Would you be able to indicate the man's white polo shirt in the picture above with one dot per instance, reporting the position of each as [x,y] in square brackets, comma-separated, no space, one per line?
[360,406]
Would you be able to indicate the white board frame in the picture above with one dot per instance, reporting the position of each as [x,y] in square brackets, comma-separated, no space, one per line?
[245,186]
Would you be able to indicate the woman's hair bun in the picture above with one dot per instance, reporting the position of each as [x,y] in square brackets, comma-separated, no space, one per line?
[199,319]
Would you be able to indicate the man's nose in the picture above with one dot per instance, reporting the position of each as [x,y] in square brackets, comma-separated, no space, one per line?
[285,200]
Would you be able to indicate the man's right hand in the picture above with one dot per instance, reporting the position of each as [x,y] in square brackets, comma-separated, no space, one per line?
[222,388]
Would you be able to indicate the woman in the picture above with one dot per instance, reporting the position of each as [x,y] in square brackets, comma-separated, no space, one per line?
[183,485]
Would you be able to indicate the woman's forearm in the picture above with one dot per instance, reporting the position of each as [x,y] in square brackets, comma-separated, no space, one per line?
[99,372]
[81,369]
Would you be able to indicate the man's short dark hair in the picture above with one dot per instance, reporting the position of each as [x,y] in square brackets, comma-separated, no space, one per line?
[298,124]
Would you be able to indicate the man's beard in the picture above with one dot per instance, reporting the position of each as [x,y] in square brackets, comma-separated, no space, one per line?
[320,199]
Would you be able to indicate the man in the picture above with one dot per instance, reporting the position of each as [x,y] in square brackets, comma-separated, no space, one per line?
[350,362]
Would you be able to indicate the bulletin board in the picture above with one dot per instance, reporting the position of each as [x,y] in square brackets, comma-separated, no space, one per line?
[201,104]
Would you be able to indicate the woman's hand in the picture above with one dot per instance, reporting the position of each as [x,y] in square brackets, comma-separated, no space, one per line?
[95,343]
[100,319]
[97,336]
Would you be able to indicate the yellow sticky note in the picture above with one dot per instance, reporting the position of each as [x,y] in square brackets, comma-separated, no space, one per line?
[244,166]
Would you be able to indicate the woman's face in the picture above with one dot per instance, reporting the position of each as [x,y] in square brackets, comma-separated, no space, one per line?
★ ★ ★ ★
◆ **What is being asked**
Begin at the line that contains "Would you be able to indicate the man's beard" and stop after the last line of the records. Copy out every line in between, changing nothing except the coordinate values: multiply each one by 0.3 and round it to a whole number, rounding halves up.

◆ **Solved problem**
Would you be able to indicate the man's beard in the picture above with one dot per instance, reporting the position of each as [x,y] in square brackets, comma-separated, no space, one per line?
[96,60]
Would you be able to indicate the man in the picture above with one dot per instance, reporting the position of each as [x,y] in square brackets, comma-separated, no space, one per line?
[105,109]
Would you be able to indicate the bulletin board in the picture above with one dot per instance, reporting the position of each as [x,y] in square brackets, comma-separated, no space, one per line?
[60,31]
Would you be able to indicate the woman's hand in the picture above with one dot per instance, reporting the position of each as [x,y] in square brackets, comma-separated, no space, one per line?
[29,103]
[30,96]
[29,101]
Would you be able to indicate the yellow sticky note in the picture above with one dot per instance, reporting the position of each as [x,y] in square brackets, comma-separated, no space, one per line?
[73,50]
Would you be able to indicate the woman's face in the picture above with one dot per instance, reporting the position of each as [x,y] in square brackets, comma-separated, no space, one per line?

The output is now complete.